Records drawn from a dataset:

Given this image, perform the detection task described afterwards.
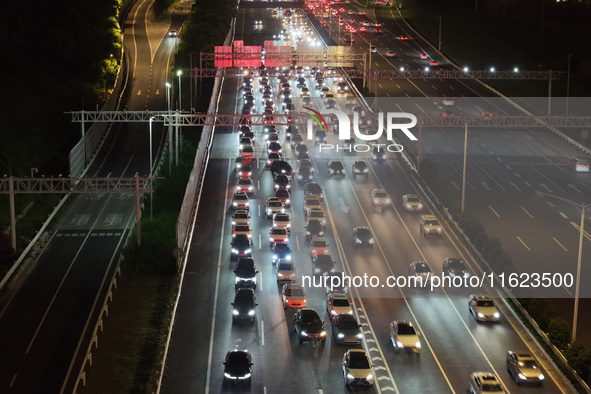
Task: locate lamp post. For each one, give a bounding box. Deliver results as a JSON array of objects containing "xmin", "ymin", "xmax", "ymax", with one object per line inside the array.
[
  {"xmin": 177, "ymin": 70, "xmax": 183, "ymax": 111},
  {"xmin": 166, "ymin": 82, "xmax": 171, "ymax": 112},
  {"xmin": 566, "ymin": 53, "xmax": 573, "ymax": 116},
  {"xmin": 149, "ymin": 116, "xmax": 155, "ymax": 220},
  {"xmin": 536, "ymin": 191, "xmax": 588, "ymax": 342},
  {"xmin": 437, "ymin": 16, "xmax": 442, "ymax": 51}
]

* * *

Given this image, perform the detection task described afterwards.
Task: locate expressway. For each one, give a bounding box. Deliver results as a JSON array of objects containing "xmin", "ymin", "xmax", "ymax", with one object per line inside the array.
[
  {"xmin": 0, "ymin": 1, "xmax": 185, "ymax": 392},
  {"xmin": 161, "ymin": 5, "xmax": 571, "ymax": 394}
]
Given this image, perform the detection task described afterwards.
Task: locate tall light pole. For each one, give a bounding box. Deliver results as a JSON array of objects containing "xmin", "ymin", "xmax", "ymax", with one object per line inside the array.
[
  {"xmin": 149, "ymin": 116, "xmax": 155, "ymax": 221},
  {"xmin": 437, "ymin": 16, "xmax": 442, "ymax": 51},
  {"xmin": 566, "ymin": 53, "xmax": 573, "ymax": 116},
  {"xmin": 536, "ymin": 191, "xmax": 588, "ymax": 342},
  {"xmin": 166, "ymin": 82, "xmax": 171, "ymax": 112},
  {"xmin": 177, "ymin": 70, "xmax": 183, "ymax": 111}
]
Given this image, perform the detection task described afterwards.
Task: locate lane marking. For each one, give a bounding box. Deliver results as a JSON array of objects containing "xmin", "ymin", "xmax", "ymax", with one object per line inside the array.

* * *

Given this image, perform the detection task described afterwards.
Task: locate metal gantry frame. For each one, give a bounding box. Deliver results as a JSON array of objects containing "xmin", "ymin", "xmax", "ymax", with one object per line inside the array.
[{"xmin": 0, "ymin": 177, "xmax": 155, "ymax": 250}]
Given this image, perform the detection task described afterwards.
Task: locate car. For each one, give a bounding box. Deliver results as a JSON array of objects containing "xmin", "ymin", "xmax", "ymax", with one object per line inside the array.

EXERCISE REQUIREMENTS
Above are the records. Print exactly, and only, the lines from the line with "Task: locate tall" to the line with "Task: locate lane", both inclusive.

RESULT OF THE TASK
Task: locate tall light pole. For each one, give a bounding box. Deliver results as a JSON array of objects containing "xmin", "ymin", "xmax", "ymax", with one object per line inside the array.
[
  {"xmin": 149, "ymin": 116, "xmax": 155, "ymax": 221},
  {"xmin": 437, "ymin": 16, "xmax": 442, "ymax": 51},
  {"xmin": 566, "ymin": 53, "xmax": 573, "ymax": 116},
  {"xmin": 536, "ymin": 191, "xmax": 588, "ymax": 342},
  {"xmin": 166, "ymin": 82, "xmax": 171, "ymax": 112},
  {"xmin": 177, "ymin": 70, "xmax": 183, "ymax": 111}
]
Given this image, perform the detection task described afterwards.
Task: locate lane marking. For each one, give a bounding box. Deliver results as a JSON array of objects containing "xmin", "ymin", "xmax", "ymax", with one object per line inside the array.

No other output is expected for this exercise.